Bernanke’s decision to unfreeze markets in emerging nations raises questions

By WILLIAM PESEK JR
4 November 2008

The first interest-rate cut in seven years had to be trauma-tic for Bank of Japan (BOJ) staff. Not only did it undo years of struggling to lift borrowing costs from zero, but few investors seemed to care. The indifference is partly attributable to the tardiness of the 0.2 percentage-point move, which lowered the BOJ’s benchmark rate to 0.3 per cent.

The bigger reason was the US Federal Reserve. The Fed’s half-point rate cut to one per cent last week came two days before the BOJ’s move, and it surprised no one. What shocked many was a decision to provide US$30 billion each to the central banks of Brazil, Mexico, Singapore and South Korea.

The internationalisation of the Fed has been unfolding for years. From Seoul to Santiago, investors often care more about what happens in Washington than they do about actions taken by the local monetary authorities. The central bank has 12 districts across the United States, yet the last 15 years have seen the creation of de facto spheres of Fed influence around the globe.

Consider Oct 29 as the day the Fed formalised the arrangement by creating areas 13, 14, 15 and 16. The Fed’s decision to expand efforts to unfreeze markets in emerging nations raised eyebrows in Asia, eclipsing its rate reduction and that of the BOJ.

◆ **Supplied information**
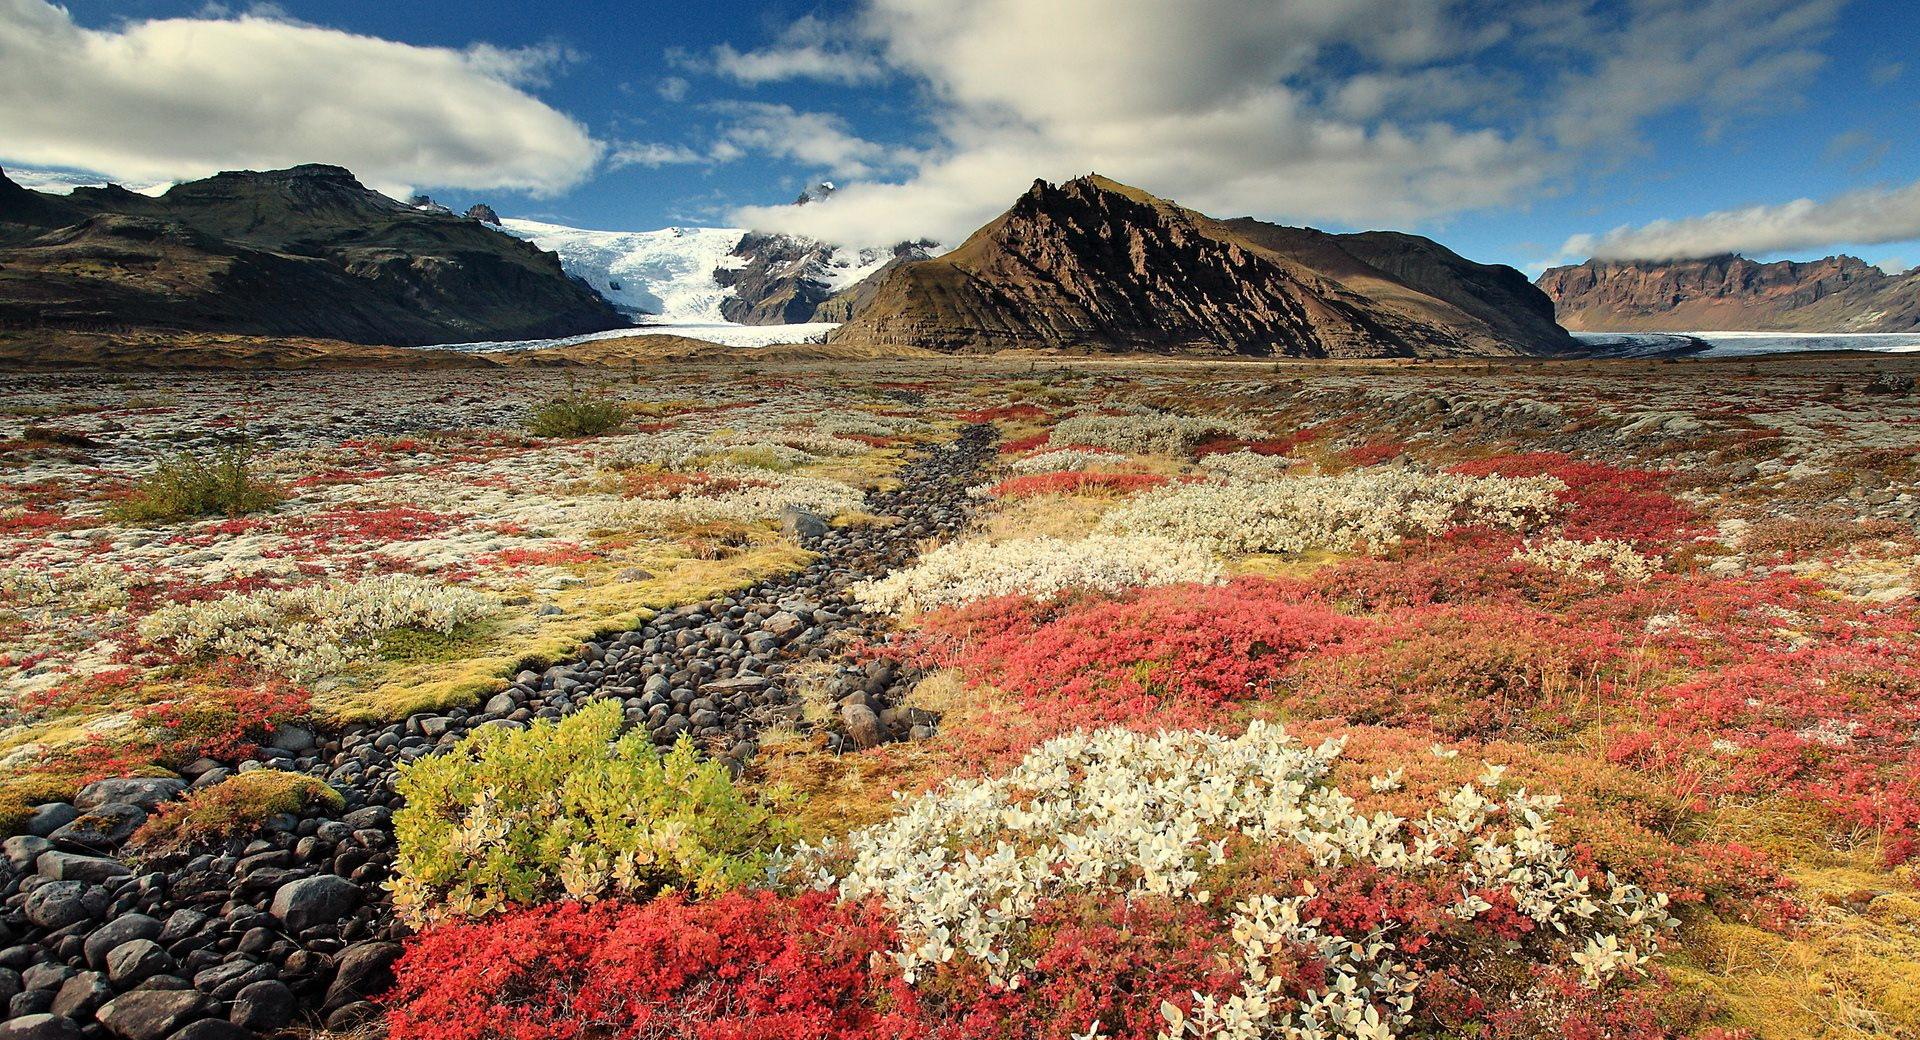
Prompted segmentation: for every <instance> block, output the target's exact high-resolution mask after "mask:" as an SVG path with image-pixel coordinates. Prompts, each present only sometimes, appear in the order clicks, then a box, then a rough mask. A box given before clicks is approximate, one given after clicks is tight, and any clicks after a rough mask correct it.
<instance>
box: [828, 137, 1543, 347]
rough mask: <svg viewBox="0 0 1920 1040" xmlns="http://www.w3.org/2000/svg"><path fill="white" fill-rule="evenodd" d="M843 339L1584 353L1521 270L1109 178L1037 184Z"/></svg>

◆ **What you have to do**
Transcribe the full article on the Fed's support for emerging-market central banks word for word. The data shown here was taken from a different source than the article.

◆ **Answer box**
Bernanke’s decision to unfreeze markets in emerging nations raises questions

By WILLIAM PESEK JR
4 November 2008

The first interest-rate cut in seven years had to be trauma-tic for Bank of Japan (BOJ) staff. Not only did it undo years of struggling to lift borrowing costs from zero, but few investors seemed to care. The indifference is partly attributable to the tardiness of the 0.2 percentage-point move, which lowered the BOJ’s benchmark rate to 0.3 per cent.

The bigger reason was the US Federal Reserve. The Fed’s half-point rate cut to one per cent last week came two days before the BOJ’s move, and it surprised no one. What shocked many was a decision to provide US$30 billion each to the central banks of Brazil, Mexico, Singapore and South Korea.

The internationalisation of the Fed has been unfolding for years. From Seoul to Santiago, investors often care more about what happens in Washington than they do about actions taken by the local monetary authorities. The central bank has 12 districts across the United States, yet the last 15 years have seen the creation of de facto spheres of Fed influence around the globe.

Consider Oct 29 as the day the Fed formalised the arrangement by creating areas 13, 14, 15 and 16. The Fed’s decision to expand efforts to unfreeze markets in emerging nations raised eyebrows in Asia, eclipsing its rate reduction and that of the BOJ.